■ **OBJECTIVE**: Reproduce every item below exactly, leaving the pictures out of your copy.

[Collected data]
· · · ·

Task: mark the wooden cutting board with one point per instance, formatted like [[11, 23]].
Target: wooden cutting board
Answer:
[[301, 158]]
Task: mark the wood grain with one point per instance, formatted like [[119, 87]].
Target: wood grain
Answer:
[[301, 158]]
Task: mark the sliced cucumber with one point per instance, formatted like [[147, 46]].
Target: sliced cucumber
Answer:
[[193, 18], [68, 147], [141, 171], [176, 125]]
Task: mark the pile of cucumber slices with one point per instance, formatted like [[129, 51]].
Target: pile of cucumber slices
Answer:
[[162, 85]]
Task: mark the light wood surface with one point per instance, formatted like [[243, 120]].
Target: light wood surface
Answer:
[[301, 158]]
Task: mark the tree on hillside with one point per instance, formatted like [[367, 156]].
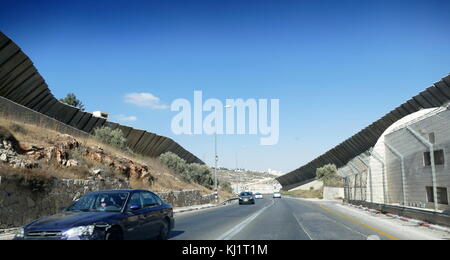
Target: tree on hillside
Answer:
[[72, 100], [329, 175]]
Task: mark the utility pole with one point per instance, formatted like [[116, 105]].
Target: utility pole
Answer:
[[216, 159]]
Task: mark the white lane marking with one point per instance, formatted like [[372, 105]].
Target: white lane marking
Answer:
[[338, 223], [373, 237], [345, 226], [302, 227], [236, 229]]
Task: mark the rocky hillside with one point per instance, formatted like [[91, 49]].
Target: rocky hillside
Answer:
[[31, 151]]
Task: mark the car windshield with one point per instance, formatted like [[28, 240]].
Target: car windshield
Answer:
[[97, 202]]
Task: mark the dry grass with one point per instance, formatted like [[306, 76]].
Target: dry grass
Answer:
[[165, 179]]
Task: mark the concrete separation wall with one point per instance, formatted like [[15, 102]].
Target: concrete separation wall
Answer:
[[436, 95], [21, 83], [333, 193]]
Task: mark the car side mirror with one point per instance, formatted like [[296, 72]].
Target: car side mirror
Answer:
[[135, 207]]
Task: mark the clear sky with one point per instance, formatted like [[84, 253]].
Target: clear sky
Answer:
[[336, 66]]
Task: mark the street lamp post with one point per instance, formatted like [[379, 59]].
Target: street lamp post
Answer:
[[216, 160]]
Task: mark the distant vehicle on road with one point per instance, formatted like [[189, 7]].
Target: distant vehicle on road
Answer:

· · · ·

■ **SOLVED PROBLEM**:
Task: mark the wooden cutting board with one point per instance, formatted like [[11, 23]].
Target: wooden cutting board
Answer:
[[301, 158]]
Task: mark the wood grain with one point per instance, formatted like [[119, 87]].
Target: wood grain
Answer:
[[301, 158]]
Task: mark the sliced cucumber with one point per instance, formatted like [[147, 46]].
Target: sliced cucumber
Answer:
[[193, 18], [68, 147], [141, 171], [176, 125]]
Task: mark the pile of cucumber slices with one point per instance, formatted like [[129, 51]].
Target: pile of cucumber slices
Answer:
[[162, 85]]
Task: mark the light wood surface with one point per instance, formatted like [[243, 120]].
Target: light wood surface
Answer:
[[301, 158]]
Task: mark the tree on hillside with one point per instance, formatted like [[367, 156]].
Target: tree on hillside
Answer:
[[72, 100], [329, 175]]
Task: mark the utility pole with one point per instance, formatted like [[116, 105]].
Target: utility pole
Answer:
[[216, 159]]
Task: mark the white lane marking with one point per instance, formatted like [[372, 105]].
Target: white lane marking
Answer:
[[338, 223], [373, 237], [345, 226], [302, 227], [236, 229]]
Task: mark the rocky hillside with one point per instance, formatted like [[91, 49]].
Target: rocky hillside
Answer:
[[31, 151]]
Task: mark the car windshield with one point per instance, formatted like [[28, 240]].
Target: car windshield
Answer:
[[97, 202]]
Task: mark the dry grass with one point per instance, formatted like [[306, 76]].
Target: dry grass
Answer:
[[165, 179]]
Task: mark the concrete separation wall with one point per instance, formatted like [[15, 102]].
Target: concrete separation wall
Answer:
[[436, 95], [21, 83], [333, 193]]
Task: mark the car side mirror with one point per instance, formatted like [[296, 72]].
Target: car side mirror
Answer:
[[135, 207]]
Task: mark the clear sky with one point per instance, formatted like [[84, 253]].
Target: clear sky
Answer:
[[336, 66]]
Task: mark the street lamp post with one point per instance, formatted like [[379, 59]].
Target: street lamp post
Answer:
[[216, 160]]
Task: mark the distant vehicle on road with one point per instance, formatted like [[189, 7]].
Target: distant vehicle on road
Answer:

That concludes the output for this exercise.